Your assignment: A single figure is expected: how many lines of the data that follows contain the word "negative".

§ §

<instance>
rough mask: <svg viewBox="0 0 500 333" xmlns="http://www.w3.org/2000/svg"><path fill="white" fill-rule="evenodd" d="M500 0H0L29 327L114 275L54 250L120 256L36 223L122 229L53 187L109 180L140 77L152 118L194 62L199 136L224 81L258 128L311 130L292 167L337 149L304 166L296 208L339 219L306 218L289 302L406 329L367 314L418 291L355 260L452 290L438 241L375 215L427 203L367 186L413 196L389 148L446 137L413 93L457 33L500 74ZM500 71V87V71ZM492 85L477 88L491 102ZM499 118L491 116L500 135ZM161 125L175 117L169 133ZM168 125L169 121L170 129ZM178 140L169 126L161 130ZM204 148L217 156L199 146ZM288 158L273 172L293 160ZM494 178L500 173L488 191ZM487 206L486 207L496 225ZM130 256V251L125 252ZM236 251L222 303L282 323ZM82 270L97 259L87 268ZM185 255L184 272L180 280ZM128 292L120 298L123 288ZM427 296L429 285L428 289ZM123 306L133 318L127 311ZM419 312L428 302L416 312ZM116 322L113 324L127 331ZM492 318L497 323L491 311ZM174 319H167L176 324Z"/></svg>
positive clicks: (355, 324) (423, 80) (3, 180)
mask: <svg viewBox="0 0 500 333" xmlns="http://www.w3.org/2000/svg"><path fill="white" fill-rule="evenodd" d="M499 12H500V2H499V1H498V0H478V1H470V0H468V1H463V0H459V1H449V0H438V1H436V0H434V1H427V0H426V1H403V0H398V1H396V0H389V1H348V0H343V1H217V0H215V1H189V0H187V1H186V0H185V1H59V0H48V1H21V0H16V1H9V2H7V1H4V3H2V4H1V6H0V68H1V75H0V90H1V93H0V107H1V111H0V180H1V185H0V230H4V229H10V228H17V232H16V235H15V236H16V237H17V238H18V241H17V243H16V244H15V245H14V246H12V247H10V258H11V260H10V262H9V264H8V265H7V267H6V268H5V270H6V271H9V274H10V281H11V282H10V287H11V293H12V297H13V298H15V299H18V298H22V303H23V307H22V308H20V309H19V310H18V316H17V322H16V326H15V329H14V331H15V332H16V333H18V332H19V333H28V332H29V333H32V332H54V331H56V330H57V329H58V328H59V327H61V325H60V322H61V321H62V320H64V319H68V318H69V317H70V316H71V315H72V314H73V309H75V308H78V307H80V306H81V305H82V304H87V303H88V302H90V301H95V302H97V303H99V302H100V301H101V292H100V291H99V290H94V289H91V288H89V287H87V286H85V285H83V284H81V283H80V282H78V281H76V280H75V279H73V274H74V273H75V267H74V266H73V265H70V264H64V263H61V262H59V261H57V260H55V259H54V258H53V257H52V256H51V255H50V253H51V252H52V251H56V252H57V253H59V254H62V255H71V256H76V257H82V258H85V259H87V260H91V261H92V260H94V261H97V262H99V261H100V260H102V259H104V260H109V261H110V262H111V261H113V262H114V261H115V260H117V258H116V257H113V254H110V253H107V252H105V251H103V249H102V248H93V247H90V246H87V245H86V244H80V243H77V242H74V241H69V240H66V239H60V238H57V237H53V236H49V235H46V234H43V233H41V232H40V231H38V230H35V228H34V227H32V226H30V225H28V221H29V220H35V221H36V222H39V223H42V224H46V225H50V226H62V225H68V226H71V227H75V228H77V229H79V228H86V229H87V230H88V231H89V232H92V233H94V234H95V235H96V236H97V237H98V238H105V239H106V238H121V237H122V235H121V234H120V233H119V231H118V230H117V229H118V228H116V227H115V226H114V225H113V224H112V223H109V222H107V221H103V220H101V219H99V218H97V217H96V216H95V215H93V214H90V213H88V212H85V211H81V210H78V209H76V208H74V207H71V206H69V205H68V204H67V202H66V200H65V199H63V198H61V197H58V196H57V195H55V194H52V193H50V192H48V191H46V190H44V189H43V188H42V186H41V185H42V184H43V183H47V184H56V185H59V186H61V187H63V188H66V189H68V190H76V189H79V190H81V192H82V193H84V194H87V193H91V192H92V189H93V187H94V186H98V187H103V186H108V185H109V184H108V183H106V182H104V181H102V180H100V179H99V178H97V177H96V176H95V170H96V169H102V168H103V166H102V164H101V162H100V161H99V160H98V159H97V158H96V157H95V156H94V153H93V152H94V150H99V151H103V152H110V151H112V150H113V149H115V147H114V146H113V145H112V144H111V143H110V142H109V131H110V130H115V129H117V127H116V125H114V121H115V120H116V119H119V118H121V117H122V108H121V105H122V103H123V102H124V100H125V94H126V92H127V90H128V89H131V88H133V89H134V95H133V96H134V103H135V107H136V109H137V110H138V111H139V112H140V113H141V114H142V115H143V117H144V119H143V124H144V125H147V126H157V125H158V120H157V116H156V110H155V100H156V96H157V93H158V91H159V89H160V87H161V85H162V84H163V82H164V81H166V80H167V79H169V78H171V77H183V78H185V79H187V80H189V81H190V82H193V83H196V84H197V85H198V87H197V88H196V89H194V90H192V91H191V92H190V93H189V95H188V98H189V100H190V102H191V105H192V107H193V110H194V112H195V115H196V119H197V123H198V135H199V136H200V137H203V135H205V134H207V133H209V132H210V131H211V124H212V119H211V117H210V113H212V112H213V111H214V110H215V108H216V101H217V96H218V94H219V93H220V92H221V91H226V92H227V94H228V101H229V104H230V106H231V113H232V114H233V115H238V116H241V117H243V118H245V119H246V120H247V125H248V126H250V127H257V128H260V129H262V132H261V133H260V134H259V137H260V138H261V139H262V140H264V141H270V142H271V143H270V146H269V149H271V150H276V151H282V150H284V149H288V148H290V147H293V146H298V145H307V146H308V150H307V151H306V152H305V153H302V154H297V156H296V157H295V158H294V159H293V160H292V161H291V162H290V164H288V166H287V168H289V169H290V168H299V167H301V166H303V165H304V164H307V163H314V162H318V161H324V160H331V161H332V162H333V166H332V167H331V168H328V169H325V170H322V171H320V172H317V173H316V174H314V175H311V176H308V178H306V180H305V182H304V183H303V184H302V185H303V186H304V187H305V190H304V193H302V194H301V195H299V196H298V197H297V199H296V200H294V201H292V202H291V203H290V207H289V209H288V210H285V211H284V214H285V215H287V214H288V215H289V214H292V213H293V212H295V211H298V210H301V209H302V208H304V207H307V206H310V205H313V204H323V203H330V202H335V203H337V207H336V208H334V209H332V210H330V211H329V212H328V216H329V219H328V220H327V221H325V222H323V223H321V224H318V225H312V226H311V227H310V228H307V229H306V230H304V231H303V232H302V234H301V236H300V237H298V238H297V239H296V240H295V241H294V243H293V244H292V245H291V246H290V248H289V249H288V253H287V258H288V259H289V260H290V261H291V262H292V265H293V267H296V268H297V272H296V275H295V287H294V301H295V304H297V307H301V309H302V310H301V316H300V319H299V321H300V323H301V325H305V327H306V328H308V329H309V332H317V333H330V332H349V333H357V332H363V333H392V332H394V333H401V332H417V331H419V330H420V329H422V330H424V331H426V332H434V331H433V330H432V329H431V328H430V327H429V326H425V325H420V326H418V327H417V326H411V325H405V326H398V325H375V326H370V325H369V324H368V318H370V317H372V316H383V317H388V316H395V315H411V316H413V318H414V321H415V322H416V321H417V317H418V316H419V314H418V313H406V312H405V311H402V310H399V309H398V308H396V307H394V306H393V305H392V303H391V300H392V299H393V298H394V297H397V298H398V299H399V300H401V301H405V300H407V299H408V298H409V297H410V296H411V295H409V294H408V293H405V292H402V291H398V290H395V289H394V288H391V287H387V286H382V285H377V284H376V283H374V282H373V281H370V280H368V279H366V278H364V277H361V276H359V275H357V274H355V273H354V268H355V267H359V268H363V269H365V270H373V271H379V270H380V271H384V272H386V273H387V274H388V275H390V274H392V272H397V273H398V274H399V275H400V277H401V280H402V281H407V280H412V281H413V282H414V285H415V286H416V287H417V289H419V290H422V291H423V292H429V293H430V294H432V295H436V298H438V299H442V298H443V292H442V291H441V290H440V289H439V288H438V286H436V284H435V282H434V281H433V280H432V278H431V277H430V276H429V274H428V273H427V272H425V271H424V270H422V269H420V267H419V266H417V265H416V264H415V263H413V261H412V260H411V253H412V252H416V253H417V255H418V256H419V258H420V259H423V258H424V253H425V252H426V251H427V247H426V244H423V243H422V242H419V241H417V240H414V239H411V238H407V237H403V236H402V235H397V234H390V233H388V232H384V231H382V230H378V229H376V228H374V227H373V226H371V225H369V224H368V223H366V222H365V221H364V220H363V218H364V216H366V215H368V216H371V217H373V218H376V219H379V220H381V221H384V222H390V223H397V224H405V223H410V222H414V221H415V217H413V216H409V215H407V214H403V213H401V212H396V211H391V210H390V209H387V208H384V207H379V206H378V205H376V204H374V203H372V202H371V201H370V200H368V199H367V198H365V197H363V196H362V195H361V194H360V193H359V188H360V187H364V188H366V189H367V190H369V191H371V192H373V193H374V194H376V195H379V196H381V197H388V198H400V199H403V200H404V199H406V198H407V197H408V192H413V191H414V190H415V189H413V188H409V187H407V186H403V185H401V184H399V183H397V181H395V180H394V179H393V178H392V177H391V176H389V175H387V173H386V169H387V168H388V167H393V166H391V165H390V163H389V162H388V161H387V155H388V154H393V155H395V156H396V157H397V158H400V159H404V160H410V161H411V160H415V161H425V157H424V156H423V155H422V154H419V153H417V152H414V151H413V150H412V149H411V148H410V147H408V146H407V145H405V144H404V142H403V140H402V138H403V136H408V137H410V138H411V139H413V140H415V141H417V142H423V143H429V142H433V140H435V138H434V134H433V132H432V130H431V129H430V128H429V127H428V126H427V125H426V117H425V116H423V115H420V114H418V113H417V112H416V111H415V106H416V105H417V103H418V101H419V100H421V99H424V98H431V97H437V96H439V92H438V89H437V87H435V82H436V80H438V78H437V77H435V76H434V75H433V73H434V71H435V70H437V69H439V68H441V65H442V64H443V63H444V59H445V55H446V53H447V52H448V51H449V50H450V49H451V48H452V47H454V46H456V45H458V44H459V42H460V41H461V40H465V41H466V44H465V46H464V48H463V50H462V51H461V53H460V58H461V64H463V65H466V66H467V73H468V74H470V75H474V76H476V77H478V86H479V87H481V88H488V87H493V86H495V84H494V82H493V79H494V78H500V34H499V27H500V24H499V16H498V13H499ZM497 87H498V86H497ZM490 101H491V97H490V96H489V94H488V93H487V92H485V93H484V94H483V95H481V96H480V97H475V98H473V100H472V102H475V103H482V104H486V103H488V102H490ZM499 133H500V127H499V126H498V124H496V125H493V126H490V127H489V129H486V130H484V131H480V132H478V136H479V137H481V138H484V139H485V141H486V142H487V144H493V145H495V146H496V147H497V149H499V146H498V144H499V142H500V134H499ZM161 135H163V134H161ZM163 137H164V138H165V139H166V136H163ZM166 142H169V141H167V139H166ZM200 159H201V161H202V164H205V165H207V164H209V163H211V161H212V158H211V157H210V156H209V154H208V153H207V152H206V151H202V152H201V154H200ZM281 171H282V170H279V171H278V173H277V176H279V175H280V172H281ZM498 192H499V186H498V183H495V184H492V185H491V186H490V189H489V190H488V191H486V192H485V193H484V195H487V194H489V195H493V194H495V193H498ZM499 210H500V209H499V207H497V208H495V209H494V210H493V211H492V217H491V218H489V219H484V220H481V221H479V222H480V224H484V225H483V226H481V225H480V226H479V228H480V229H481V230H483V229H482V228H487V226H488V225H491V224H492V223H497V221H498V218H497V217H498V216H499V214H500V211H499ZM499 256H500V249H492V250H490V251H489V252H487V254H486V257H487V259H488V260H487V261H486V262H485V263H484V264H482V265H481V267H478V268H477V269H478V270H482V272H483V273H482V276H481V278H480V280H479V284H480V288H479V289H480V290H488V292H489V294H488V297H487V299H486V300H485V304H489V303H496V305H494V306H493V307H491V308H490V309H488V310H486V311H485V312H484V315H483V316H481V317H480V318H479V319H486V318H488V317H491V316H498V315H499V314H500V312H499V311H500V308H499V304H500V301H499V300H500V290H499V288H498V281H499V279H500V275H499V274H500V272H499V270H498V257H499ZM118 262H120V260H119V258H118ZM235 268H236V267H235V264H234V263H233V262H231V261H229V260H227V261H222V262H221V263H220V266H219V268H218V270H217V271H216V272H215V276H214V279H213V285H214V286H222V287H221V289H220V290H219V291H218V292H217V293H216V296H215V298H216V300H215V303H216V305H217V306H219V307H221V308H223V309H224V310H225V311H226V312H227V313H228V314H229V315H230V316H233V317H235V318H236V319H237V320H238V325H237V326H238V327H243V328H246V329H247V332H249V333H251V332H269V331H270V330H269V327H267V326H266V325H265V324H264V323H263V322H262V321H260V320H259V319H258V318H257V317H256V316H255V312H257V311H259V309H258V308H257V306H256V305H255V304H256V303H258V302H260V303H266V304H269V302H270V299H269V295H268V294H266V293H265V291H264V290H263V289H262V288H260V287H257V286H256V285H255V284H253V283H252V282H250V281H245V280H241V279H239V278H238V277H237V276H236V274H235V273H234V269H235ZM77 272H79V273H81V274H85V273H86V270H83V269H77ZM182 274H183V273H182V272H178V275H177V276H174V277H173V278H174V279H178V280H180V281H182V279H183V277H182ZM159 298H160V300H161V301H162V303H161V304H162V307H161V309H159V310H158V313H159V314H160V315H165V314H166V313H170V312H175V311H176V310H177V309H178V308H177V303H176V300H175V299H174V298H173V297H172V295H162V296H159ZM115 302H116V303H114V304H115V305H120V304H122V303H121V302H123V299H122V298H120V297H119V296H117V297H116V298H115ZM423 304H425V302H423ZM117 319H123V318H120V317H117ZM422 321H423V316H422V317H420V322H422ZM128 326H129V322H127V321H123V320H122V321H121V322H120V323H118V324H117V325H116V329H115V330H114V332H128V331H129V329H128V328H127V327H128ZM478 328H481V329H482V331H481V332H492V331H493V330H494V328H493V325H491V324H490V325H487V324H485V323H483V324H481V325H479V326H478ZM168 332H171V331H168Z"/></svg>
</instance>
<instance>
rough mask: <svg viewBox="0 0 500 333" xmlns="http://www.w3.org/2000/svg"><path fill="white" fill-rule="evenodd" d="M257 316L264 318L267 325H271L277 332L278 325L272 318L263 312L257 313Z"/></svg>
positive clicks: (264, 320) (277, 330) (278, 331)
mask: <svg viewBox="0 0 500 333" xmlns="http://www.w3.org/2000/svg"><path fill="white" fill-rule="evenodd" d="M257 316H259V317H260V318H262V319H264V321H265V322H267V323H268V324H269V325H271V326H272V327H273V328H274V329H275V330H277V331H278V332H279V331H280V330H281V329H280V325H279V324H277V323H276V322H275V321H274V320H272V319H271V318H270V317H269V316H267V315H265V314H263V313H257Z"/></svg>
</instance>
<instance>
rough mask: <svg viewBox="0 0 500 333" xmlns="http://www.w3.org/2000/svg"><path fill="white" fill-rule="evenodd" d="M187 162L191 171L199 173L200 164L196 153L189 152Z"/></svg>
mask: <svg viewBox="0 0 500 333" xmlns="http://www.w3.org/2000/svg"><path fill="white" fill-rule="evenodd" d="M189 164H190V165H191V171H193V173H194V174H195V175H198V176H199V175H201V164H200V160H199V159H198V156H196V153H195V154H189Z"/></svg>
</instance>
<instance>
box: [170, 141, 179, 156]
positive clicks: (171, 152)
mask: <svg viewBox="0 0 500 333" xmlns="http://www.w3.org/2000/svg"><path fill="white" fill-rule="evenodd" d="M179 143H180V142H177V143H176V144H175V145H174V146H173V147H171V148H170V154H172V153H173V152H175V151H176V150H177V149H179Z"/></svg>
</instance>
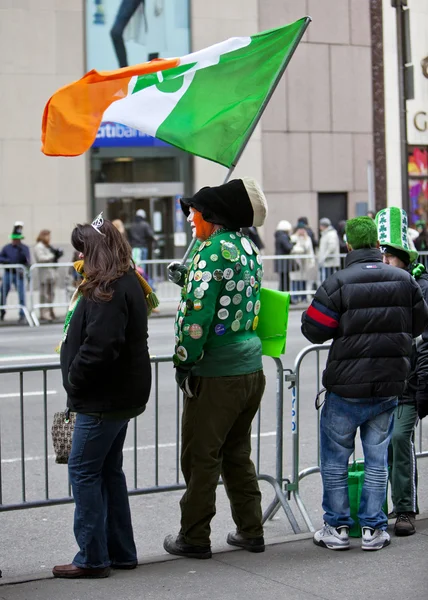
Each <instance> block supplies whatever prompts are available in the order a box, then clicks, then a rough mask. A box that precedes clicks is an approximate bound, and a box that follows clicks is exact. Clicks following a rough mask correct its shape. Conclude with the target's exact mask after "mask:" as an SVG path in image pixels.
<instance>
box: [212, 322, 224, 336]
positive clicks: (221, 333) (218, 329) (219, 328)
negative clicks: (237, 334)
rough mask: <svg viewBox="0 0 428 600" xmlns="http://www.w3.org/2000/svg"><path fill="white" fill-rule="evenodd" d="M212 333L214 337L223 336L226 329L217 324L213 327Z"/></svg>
mask: <svg viewBox="0 0 428 600" xmlns="http://www.w3.org/2000/svg"><path fill="white" fill-rule="evenodd" d="M214 332H215V334H216V335H224V334H225V333H226V327H225V326H224V325H223V323H219V324H218V325H216V326H215V327H214Z"/></svg>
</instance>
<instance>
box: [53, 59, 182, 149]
mask: <svg viewBox="0 0 428 600" xmlns="http://www.w3.org/2000/svg"><path fill="white" fill-rule="evenodd" d="M179 63H180V60H179V59H178V58H169V59H155V60H152V61H150V62H148V63H142V64H140V65H135V66H132V67H125V68H123V69H117V70H115V71H100V72H98V71H95V70H93V71H89V73H86V75H84V76H83V77H82V79H79V80H78V81H74V82H73V83H70V84H69V85H66V86H64V87H62V88H60V89H59V90H58V91H57V92H55V94H54V95H53V96H52V97H51V98H50V100H49V101H48V103H47V104H46V106H45V110H44V112H43V120H42V152H43V153H44V154H46V155H47V156H78V155H79V154H83V153H84V152H86V150H88V149H89V148H90V147H91V146H92V144H93V142H94V140H95V138H96V135H97V131H98V128H99V126H100V124H101V120H102V117H103V114H104V112H105V111H106V110H107V108H108V107H109V106H110V104H112V103H113V102H115V101H116V100H120V99H121V98H124V97H125V96H126V95H127V94H128V84H129V82H130V80H131V78H132V77H134V76H135V75H137V76H138V75H147V74H148V73H156V72H157V71H164V70H165V69H172V68H173V67H176V66H178V65H179Z"/></svg>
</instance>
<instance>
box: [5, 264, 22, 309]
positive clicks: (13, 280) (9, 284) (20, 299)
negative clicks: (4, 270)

§ §

Solution for this exercise: 2